(Tarefa)
Indique se cada afirmação abaixo concorda com o trecho sobre a descida da árvore, respondendo sim ou não e citando literalmente as palavras do trecho que decidem a questão.
1. O primeiro movimento do antepassado depois de abandonar a árvore foi circular.
2. Ao descer da árvore, o antepassado avançou logo em marcha reta.
3. A dança teve origem na floresta.

(Trecho do texto)
:::::
A importante e sensacional Descida da Árvore pelo nosso antepassado, criando um tipo novo e um temperamento e pelo seu contato com o solo estabelecendo raízes afetivas com a Terra tão fortes e tão preponderantes quanto as raízes da árvore, havia dado no novo habitante da superfície pendores especiais baseados no Medo.

Ao pé da árvore abandonada se estendia a imensa floresta que se apresentava misteriosa na sua semi-claridade e enigmática no seu conteúdo aparentemente sem fim; o antepassado do homem sobre a terra firme estranhava a ausência do balanço do galho que não mais o equilibrava, contudo as oscilações radiais com percurso circular do galho em balanço haviam se estereotipado e indicariam ao novo habitante o seu caminho na vida.

O movimento circular imposto pelo galho da árvore funcionaria como uma defesa do habitante no começo sobre a terra firme e como tal, estabeleceria uma ligação sentimental definitiva entre o homem e a árvore.

O movimento circular foi o primeiro movimento do antepassado que abandonara a árvore e é o mesmo movimento circular da dança.

A dança nasceu na floresta e os primeiros movimentos do antepassado são movimentos de dança. É o mesmo movimento circular da fera enjaulada de hoje, este também se originou na floresta onde as árvores funcionavam como um protótipo das barras da jaula futura. O antepassado que descia da árvore não avançaria imediatamente em marcha reta mas espreitaria circularmente, herdando os ensinamentos do galho da árvore e, por estes, estabelecendo o Medo que experimentava frente ao mundo novo da terra firme tão diferente do mundo oscilatório do galho.
:::::
(Itens brutos)
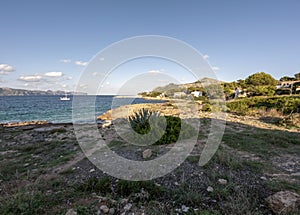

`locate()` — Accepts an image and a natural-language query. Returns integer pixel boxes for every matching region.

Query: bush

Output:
[129,109,197,145]
[227,96,300,115]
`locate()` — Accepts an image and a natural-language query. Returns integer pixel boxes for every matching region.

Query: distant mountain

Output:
[0,87,86,96]
[152,78,223,93]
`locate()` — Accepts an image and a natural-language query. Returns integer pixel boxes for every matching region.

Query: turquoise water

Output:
[0,96,161,123]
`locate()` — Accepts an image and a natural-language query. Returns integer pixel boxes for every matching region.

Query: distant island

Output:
[0,87,87,96]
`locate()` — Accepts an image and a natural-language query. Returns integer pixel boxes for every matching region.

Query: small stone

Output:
[206,186,214,192]
[100,205,109,214]
[266,191,300,214]
[218,178,227,185]
[181,205,190,212]
[260,176,267,181]
[143,149,152,159]
[121,199,128,205]
[66,208,77,215]
[109,208,115,215]
[124,203,132,211]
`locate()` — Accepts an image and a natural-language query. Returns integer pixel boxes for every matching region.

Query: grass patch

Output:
[117,180,166,199]
[108,140,125,148]
[77,177,112,194]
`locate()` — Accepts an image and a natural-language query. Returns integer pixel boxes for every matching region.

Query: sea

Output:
[0,95,164,123]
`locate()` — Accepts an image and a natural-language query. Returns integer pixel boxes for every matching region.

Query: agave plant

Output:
[128,108,160,134]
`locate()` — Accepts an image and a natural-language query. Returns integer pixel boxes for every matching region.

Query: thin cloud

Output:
[203,54,209,60]
[0,64,15,75]
[147,70,161,74]
[45,72,64,77]
[60,59,71,63]
[19,75,42,82]
[75,61,88,66]
[211,66,220,71]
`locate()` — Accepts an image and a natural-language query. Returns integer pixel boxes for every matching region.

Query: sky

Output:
[0,0,300,94]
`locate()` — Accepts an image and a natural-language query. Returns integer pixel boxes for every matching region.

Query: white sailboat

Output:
[59,93,71,101]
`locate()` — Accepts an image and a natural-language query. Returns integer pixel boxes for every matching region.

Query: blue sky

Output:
[0,0,300,93]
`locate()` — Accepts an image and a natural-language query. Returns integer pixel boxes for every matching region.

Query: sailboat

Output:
[59,93,71,101]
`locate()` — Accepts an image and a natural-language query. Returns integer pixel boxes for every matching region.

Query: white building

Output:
[191,91,202,97]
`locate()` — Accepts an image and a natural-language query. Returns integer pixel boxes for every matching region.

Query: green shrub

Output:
[129,108,159,134]
[227,96,300,115]
[117,180,166,199]
[78,177,112,194]
[129,109,197,145]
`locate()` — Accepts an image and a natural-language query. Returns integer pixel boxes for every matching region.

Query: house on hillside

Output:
[191,91,203,97]
[173,92,187,98]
:::::
(Resultado)
1. Sim: "O movimento circular foi o primeiro movimento do antepassado que abandonara a árvore"
2. Não: "O antepassado que descia da árvore não avançaria imediatamente em marcha reta mas espreitaria circularmente"
3. Sim: "A dança nasceu na floresta"